Task brief
Repeat the entries that follow from start to finish, keeping every character.
Recorded information START
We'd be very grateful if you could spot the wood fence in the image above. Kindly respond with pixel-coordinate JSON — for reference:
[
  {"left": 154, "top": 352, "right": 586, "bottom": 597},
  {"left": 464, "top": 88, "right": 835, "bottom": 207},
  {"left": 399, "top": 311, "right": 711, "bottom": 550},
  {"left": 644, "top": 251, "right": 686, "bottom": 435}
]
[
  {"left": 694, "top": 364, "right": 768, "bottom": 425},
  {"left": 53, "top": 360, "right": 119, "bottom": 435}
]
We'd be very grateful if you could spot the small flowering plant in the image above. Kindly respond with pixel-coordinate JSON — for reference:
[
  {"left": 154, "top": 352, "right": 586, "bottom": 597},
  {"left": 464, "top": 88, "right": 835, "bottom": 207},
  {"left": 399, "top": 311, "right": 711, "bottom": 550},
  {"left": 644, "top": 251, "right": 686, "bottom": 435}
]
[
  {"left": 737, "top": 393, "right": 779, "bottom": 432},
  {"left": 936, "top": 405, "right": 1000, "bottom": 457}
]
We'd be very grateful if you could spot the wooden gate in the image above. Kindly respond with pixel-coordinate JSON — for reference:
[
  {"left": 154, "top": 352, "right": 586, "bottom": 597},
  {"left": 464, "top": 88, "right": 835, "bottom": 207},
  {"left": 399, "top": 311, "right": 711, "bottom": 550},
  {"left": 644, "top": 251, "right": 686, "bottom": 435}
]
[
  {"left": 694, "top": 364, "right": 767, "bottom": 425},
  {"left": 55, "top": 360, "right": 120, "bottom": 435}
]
Recorded information END
Response for this exercise
We'd be very grateful if you could spot the wood fence in the image above. Kindly respond with pixel-coordinate JSON — for reference:
[
  {"left": 154, "top": 352, "right": 586, "bottom": 597},
  {"left": 464, "top": 88, "right": 835, "bottom": 207},
  {"left": 399, "top": 311, "right": 711, "bottom": 550},
  {"left": 644, "top": 251, "right": 686, "bottom": 435}
]
[
  {"left": 694, "top": 364, "right": 768, "bottom": 425},
  {"left": 53, "top": 360, "right": 119, "bottom": 435}
]
We'd be very grateful if you could spot the small flowering plant in the image above. Kindly respond with pixel-coordinate JSON — for reference:
[
  {"left": 154, "top": 352, "right": 586, "bottom": 597},
  {"left": 464, "top": 88, "right": 835, "bottom": 207},
  {"left": 399, "top": 311, "right": 711, "bottom": 550},
  {"left": 644, "top": 251, "right": 686, "bottom": 435}
]
[
  {"left": 737, "top": 393, "right": 779, "bottom": 432},
  {"left": 936, "top": 405, "right": 1000, "bottom": 457}
]
We'd be very grateful if you could spot the wooden gate in the image above. Kindly respond with pixel-coordinate JSON — for reference:
[
  {"left": 154, "top": 352, "right": 586, "bottom": 597},
  {"left": 464, "top": 88, "right": 835, "bottom": 207},
  {"left": 399, "top": 311, "right": 711, "bottom": 550},
  {"left": 644, "top": 251, "right": 686, "bottom": 435}
]
[
  {"left": 694, "top": 364, "right": 767, "bottom": 425},
  {"left": 55, "top": 360, "right": 120, "bottom": 435}
]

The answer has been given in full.